▶ ABOUT THIS EXERCISE
When you repeat the listing below, keep every word exactly and leave out each picture.

▶ DATA UNDER STUDY
------------------------------------------------

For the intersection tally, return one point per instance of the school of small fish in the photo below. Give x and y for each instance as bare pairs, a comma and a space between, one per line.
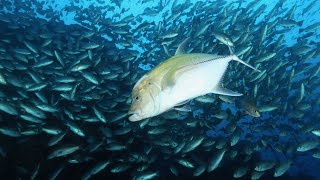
76, 98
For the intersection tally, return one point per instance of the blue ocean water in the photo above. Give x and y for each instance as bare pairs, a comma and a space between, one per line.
68, 13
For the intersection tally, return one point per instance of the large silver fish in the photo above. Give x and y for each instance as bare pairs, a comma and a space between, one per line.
178, 80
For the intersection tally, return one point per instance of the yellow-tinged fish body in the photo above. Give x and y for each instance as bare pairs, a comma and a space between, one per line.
177, 80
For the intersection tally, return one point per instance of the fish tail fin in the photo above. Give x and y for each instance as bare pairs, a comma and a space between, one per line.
236, 58
231, 49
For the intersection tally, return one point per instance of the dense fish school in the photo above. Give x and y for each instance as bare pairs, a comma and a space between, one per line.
66, 90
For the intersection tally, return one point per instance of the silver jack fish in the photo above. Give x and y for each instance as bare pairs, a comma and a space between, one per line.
178, 80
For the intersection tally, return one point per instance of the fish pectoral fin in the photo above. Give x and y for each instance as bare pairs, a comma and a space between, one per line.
224, 91
170, 78
183, 103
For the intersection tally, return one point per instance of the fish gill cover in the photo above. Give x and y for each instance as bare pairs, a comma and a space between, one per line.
67, 69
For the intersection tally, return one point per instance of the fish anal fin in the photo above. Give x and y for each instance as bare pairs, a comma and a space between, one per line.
223, 91
184, 108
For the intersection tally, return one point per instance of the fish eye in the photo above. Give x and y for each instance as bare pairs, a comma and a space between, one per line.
137, 98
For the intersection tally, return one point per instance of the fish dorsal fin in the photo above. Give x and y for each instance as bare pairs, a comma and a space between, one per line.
223, 91
182, 47
140, 80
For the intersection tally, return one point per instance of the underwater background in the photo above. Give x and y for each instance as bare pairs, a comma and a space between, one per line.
67, 69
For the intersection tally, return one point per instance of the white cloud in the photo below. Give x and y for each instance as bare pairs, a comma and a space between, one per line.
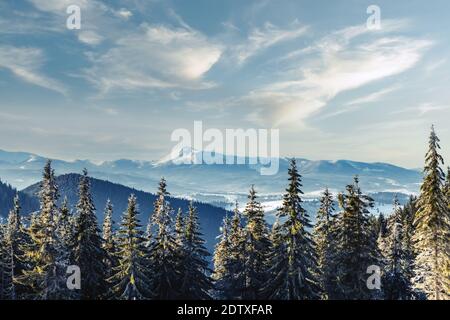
333, 65
260, 39
373, 97
90, 37
25, 63
124, 13
155, 57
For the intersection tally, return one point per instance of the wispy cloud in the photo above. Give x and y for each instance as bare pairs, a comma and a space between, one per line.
26, 64
423, 109
335, 64
260, 39
373, 97
155, 56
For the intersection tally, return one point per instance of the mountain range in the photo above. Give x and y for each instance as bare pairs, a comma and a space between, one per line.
222, 185
210, 216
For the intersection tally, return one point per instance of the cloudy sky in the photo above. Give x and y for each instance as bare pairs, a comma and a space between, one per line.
139, 69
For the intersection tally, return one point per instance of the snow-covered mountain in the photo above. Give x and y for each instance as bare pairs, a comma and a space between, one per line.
220, 184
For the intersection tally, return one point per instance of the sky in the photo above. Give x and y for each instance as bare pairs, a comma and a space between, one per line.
137, 70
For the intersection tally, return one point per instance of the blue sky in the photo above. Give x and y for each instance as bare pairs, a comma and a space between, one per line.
139, 69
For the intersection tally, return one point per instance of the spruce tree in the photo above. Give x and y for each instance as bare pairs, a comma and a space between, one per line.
325, 245
109, 240
195, 282
180, 233
396, 284
236, 261
432, 234
294, 264
65, 228
222, 274
355, 244
256, 248
45, 278
3, 262
131, 280
164, 253
15, 238
89, 255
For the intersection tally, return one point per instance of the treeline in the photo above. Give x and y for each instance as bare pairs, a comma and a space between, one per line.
337, 258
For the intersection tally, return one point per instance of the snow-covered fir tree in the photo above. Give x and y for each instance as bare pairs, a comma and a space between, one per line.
180, 233
294, 265
131, 279
325, 245
109, 239
236, 276
432, 234
257, 245
396, 284
408, 213
221, 275
15, 239
65, 228
45, 278
89, 255
164, 253
195, 282
356, 245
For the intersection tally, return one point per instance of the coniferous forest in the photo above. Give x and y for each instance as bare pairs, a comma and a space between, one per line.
337, 258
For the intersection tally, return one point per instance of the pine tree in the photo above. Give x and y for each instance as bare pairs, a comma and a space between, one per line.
408, 217
180, 233
15, 239
109, 240
164, 253
294, 264
65, 228
89, 255
2, 257
356, 244
325, 244
257, 245
236, 277
195, 283
432, 222
396, 283
222, 252
131, 281
46, 276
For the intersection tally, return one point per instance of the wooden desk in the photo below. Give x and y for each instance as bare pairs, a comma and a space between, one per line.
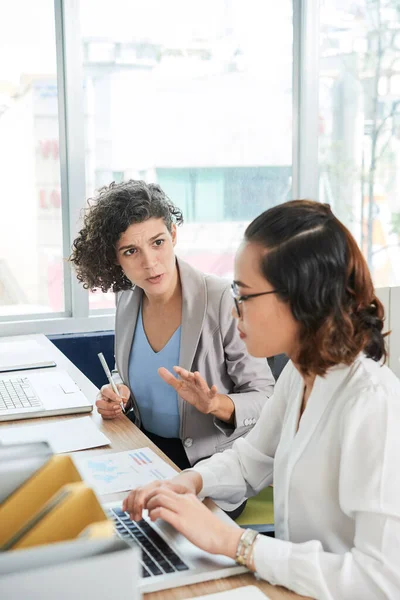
123, 435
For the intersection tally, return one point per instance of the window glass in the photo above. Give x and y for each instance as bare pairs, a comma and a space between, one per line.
31, 263
197, 96
359, 142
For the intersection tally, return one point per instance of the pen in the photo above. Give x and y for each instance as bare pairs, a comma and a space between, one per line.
109, 377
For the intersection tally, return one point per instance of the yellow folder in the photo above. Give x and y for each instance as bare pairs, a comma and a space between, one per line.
19, 508
63, 517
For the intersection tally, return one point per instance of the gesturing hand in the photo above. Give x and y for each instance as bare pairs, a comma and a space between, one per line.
192, 388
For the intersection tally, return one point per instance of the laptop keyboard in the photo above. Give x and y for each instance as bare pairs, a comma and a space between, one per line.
17, 393
158, 558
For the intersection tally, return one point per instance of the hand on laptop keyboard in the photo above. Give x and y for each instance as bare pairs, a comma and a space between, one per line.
187, 482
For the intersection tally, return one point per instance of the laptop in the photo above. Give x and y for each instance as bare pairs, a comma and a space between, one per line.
168, 559
41, 394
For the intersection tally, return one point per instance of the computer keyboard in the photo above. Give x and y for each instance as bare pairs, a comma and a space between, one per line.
158, 558
17, 393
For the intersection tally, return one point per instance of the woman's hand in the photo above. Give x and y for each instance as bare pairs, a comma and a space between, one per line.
194, 520
192, 388
108, 403
188, 482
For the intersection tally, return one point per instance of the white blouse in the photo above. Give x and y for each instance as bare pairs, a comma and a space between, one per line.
336, 483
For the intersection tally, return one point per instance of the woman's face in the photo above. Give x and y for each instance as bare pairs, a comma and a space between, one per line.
145, 251
266, 323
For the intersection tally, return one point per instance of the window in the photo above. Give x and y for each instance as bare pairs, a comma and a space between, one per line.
196, 95
31, 257
359, 146
198, 99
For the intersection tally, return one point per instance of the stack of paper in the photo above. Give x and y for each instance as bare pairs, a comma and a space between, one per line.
66, 435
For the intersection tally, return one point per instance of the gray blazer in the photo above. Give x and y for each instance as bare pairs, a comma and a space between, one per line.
210, 344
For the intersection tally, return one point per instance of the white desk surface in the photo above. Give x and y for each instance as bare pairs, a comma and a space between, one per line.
123, 435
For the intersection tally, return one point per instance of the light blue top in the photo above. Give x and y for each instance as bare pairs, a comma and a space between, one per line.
157, 401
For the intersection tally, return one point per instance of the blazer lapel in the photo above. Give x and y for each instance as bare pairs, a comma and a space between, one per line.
130, 303
194, 305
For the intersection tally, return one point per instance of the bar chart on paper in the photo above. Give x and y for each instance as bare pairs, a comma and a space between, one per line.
122, 471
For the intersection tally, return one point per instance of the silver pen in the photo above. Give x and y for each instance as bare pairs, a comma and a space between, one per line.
109, 377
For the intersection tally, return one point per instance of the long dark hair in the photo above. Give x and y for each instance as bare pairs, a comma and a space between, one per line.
315, 264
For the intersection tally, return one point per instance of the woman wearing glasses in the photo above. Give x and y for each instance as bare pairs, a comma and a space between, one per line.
168, 314
328, 439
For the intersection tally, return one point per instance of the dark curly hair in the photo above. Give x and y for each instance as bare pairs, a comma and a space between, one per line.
109, 214
316, 266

------------------------------------------------

▶ OUTPUT OF THE EXERCISE
For the intersection tally, return one point per instance of the school of small fish in the photo below. Give x and y for each instance as bare pairs, a comma and a space between, one per line.
76, 98
For the intersection tally, return one point per instance of the blue ocean water in the photo above. Give x and y for each instance as bare pairs, a comma and a space between, one per line.
68, 13
For the intersection tally, return one point per instance of the large silver fish in the photo above. Give x and y for each instance as bare pairs, a comma and a space between, one per line.
178, 80
For the intersection tally, return one point per instance of the yellow-tinged fish body in the photo above. Give x and y for each instance as bare pairs, a comma and a space between, one per line.
177, 80
For the intersection tally, return one point per instance of the fish tail fin in the photo above. Give x and y for each instance as bare pairs, a comma and a space between, one per line.
236, 58
231, 49
For the intersection tally, return one point per instance of the dense fish school in the photo above. Give x and y for each instance as bare pairs, a comma and a space between, one per line.
66, 90
For the intersection tally, return one point per instance of the silver jack fish in the photo above. Give x and y for each instance as bare pairs, a comma and a space between, one per line.
178, 80
For the intersection tally, return one point per instance of the fish pectoral fin in the photo above. Give x and y for each instance as bare pairs, a comma and a space between, one per line.
224, 91
170, 78
183, 103
For the intersection tally, return one point per instance of the fish gill cover in the photo above. Give x and y for each instance as bare pairs, a comma and a space between, one per line.
67, 69
For the intersection tally, return one point per instance of the fish anal fin in the photo above. Give x and y for each instance as bare pairs, a comma and a space between, one per line.
223, 91
184, 108
For the intersection tally, return one point per instance of the fish eye in the photo above. Give x and y for each instance as bare pairs, a comma and a space between, one per line.
137, 98
For the intersection tally, return one point per instance of the fish dorsal fin in the photo above. Give x and y for each instance as bare pairs, a comma and a space between, one per line.
223, 91
182, 47
140, 80
For the intersection tally, return one point per instance of the underwater background in the photo above. Give x and y for each instance as bare pairs, a comma and a space between, one per line.
67, 69
For the intersection tally, return one point per instance of the white cloud in the photo below. Give x and y for each instance as bare pairs, a comma and a space between, one per line.
333, 65
260, 39
373, 97
90, 37
25, 63
124, 13
155, 57
For the intersection tally, return one point per instance of the wispy cloud in the photo above. Give x and y for each instance as bare pairs, a comma and a space between, one per line.
26, 64
423, 109
335, 64
260, 39
373, 97
155, 56
For the intersection tally, return one point per instance of the mountain range in the photo above. Give x and y for each instance as bare pairs, a comma and a space between, one per line.
222, 185
210, 216
For the intersection tally, return one point per instance of the cloudy sky in the photo above. Give x and y for each instance as bare pairs, a comma and a space between, one per line.
139, 69
For the intersection tally, return one point per instance of the snow-covered mountain in the photo above. Give x and y for each instance as bare pairs, a comma and a space between, one per line.
220, 184
For the intersection tally, return one point per instance of the sky in the photo above. Give x and y for each instance as bare pairs, a comma and a space between, one per line.
137, 70
For the intersection tally, return one point per instance of the blue sky in the photo above. Give x and y for each instance as bare pairs, a comma and a space between, one per line.
139, 69
For the intersection tally, return one point per instance of the spruce tree in the photo above. Give x and y for each instance as bare pairs, a comma and a space between, one per line.
325, 245
109, 240
195, 282
180, 233
396, 284
236, 261
432, 234
294, 264
65, 228
222, 274
355, 244
256, 248
45, 278
3, 262
131, 280
164, 253
15, 238
89, 255
For the intersection tally, return one point per instance of the treeline in the photo above. Give x and y for each instance as bare pairs, a comma and a space between, one per line.
337, 258
For the intersection tally, return one point per instance of the snow-covered fir tree in the photo above. Give x and y for each instance as bare pairs, a comma and a space between, one per line.
180, 233
294, 265
131, 279
325, 245
109, 239
236, 276
432, 234
257, 245
396, 284
408, 213
221, 275
15, 239
65, 228
45, 278
89, 255
164, 253
195, 282
356, 245
For the intersection tally, return one point per instance of the coniferous forest in the photo above. Give x and y for each instance as bare pairs, a comma and a space between, one per line.
337, 258
For the intersection tally, return one point per instance of the pine tree in the photo above. Give x and y for each instance as bare pairs, a comma and a space between, one per line.
408, 217
180, 233
15, 239
109, 240
164, 253
294, 264
65, 228
89, 255
2, 257
356, 244
325, 244
257, 245
236, 277
195, 283
432, 222
396, 283
222, 252
131, 281
46, 276
For the intersection tally, return one point per instance of the wooden desk in the photo below. Give x and y for each instance as bare pairs, a comma and a space between, one per line.
123, 435
For the intersection tally, return one point per instance of the window glass in the photo above. Give x and y for each instance as bare pairs, a comma and a space between, one per line.
31, 263
197, 96
359, 142
For the intersection tally, return one point per instance of the pen in the photo above. Give x and y for each instance as bare pairs, a comma and a space between, one per line.
109, 377
For the intersection tally, return one point per instance of the yellow folder in the photo above. Give x and y for each instance as bare pairs, a comma and a space between, one per line.
19, 508
63, 517
For the intersection tally, return one point per instance of the gesturing hand in the photo above. Give x and y for each instance as bare pairs, a comma and a space between, one per line.
192, 388
For the intersection tally, return one point per instance of the laptop keyboard in the photo above. Give x and y for each instance as bare pairs, a comma and a space between, one per line.
17, 393
158, 558
For the intersection tally, return one point per instance of the hand on laptop keyboard in the photo above. Give x and y for each instance as bare pairs, a comma and a space between, one per line.
187, 482
For the intersection tally, return one point per instance of the laptop in the photo above. Give x and y for each instance as bare pairs, a comma and a space between, one per line.
168, 559
41, 394
For the intersection tally, return one point per instance of the computer keyboard in the photo above. Give x and y for each instance as bare pairs, a comma and a space between, one per line.
158, 558
17, 393
For the intersection tally, return one point per instance of the woman's hand in the photo above. Give x and y for each instance as bare pairs, a comma and a space between, one per line.
194, 520
192, 388
108, 403
188, 482
For the intersection tally, return one point per instance of the white blouse in the photo above. Give x and y for each instance as bare pairs, a comma and a space between, one per line.
336, 483
For the intersection tally, return one point per instance of the woman's face in the photo above. Give x and y for each instance as bare pairs, a comma and a space between, one per line.
145, 251
266, 323
For the intersection tally, return one point per instance of the window in the photo above. Give x and y for each instance as bare pairs, a comma and a space between, one per line.
196, 95
31, 257
359, 146
198, 99
For the intersection tally, return one point per instance of the stack of paper in the photo above. Give x and y for each instance as bare pairs, a comma and a space between, one per line.
66, 435
For the intersection tally, return one point per instance of the gray blazer in the photo above. Give x and y for each instance as bare pairs, a comma and a space between, one per line.
210, 344
For the intersection tally, return one point per instance of the white desk surface in the photo above. Give x and y for each instance as bare pairs, a comma and a space between, one per line.
123, 435
For the intersection tally, return one point per instance of the light blue top in the photo above. Give x and y for each instance as bare pairs, a comma and a space between, one per line.
157, 401
For the intersection tally, return one point per instance of the blazer lapel in the photo above. Give x and y for each instance as bare pairs, a comma and a space between, one per line.
130, 303
194, 305
For the intersection tally, return one point per instance of the bar chart on paper in the photo above. Give x and y for each instance as bare pairs, a comma and a space between, one per line.
122, 471
For the intersection tally, return one point per instance of the silver pen in the photo above. Give x and y for each instance as bare pairs, a comma and a space between, one per line.
109, 377
For the intersection tally, return one point per instance of the long dark hair in the photo above. Give x and y for each instance as bare pairs, a comma and a space between, one per line.
315, 264
For the intersection tally, return one point per instance of the woman wearing glasses in the photo above. Give x and y for each instance as bare pairs, a comma and a space between, one per line.
168, 314
328, 439
For the intersection tally, return one point per instance of the dark curly hair in the photo above. Give x and y for each instance as bare pairs, a comma and a space between, one per line.
109, 214
316, 266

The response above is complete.